===== Source records
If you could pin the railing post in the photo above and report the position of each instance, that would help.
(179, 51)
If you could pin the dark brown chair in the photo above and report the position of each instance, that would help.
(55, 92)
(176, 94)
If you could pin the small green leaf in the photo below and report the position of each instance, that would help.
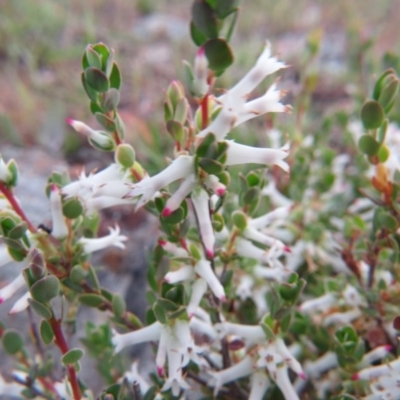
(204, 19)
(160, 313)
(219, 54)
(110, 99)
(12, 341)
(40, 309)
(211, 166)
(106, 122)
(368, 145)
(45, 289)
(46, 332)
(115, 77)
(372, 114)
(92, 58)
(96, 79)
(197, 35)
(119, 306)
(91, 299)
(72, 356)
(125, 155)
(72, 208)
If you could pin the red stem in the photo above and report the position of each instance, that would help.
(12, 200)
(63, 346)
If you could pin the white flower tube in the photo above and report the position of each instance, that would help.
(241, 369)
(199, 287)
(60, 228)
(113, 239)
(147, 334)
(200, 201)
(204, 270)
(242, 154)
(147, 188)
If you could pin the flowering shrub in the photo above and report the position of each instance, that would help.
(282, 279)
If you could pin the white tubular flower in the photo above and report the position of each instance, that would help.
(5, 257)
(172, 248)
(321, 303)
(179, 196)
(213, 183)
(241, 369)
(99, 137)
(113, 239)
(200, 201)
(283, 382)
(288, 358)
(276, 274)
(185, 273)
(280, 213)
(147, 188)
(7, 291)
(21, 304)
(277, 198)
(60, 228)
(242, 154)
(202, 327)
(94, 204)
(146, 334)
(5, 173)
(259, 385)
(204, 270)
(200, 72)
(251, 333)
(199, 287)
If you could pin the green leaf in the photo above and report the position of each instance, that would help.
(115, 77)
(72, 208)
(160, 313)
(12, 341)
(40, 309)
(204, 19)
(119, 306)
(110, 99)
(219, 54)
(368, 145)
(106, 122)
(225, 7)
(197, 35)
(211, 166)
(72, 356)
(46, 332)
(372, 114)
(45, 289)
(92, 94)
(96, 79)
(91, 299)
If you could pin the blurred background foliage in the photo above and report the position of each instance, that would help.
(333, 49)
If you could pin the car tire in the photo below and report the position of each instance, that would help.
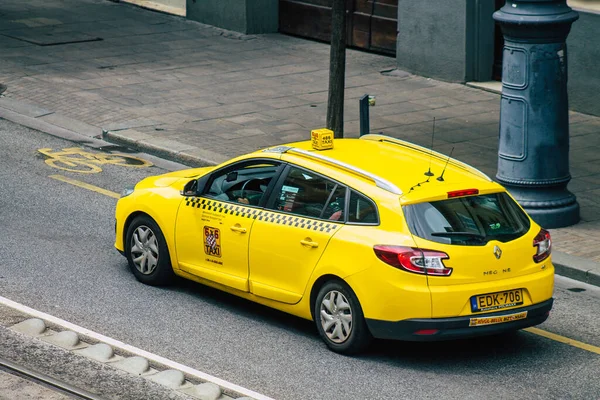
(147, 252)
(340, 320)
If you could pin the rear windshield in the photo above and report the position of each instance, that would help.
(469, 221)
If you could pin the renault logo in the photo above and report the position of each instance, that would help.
==========
===== Source records
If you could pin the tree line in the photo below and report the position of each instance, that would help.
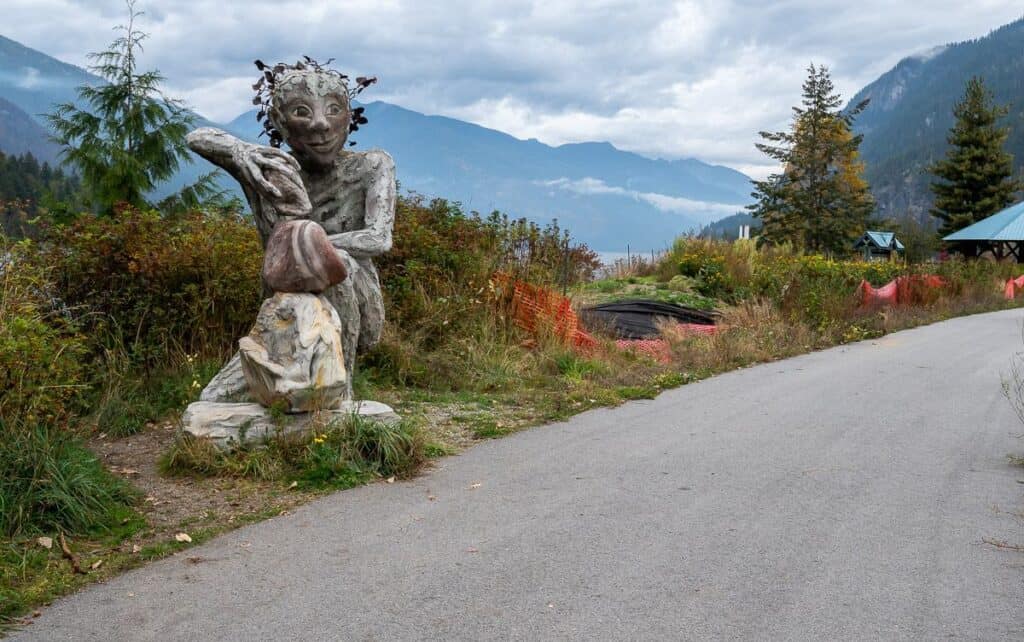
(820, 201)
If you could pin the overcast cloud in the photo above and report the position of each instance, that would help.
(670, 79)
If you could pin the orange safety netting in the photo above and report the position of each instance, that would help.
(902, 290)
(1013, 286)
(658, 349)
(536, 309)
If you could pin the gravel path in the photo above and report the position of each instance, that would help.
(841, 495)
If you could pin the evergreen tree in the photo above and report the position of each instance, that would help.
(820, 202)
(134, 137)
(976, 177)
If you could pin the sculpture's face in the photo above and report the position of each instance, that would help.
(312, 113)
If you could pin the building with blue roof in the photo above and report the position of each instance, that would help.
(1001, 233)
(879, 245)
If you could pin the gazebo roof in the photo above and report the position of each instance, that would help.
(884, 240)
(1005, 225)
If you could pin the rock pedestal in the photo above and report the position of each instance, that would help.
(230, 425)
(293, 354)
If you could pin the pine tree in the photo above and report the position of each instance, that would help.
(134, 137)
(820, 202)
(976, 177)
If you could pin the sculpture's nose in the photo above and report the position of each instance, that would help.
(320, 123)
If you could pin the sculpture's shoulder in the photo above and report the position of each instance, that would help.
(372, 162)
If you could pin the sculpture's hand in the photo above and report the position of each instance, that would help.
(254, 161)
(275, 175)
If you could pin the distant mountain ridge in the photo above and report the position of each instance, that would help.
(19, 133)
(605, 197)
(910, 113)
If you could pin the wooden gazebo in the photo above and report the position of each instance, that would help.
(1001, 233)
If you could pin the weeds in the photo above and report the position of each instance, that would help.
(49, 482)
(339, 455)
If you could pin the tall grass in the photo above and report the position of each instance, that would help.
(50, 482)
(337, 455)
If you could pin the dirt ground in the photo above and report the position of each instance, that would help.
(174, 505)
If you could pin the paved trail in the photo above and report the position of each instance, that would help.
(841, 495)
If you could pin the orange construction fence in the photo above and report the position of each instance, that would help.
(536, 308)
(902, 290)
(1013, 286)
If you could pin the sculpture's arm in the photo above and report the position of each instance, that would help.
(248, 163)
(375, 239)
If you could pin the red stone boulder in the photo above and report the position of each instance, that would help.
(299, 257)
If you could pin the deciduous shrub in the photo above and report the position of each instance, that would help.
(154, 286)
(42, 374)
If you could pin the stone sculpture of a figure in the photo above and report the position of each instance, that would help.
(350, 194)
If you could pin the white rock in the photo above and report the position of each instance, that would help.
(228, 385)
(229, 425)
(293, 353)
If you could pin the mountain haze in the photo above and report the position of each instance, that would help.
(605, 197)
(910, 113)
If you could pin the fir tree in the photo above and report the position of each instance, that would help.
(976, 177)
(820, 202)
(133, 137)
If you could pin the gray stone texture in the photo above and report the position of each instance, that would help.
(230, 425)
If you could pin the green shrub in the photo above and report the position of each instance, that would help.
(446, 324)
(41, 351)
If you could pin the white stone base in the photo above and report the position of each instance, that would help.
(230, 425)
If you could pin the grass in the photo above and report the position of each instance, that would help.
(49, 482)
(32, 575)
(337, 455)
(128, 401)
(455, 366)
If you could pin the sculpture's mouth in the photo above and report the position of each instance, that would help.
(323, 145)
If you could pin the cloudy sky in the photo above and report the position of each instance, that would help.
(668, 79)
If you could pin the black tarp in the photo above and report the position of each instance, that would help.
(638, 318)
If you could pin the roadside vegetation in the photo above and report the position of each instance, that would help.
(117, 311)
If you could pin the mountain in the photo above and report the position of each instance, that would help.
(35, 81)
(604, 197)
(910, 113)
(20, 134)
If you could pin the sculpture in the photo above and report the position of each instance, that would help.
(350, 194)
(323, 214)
==========
Pull out each line from the records above in which the word "orange" appears.

If you could pin the orange safety netting in the photo above and report the position of each instance, that would help.
If you could pin the orange construction fence in the photo above and report the position of each instance, that would help.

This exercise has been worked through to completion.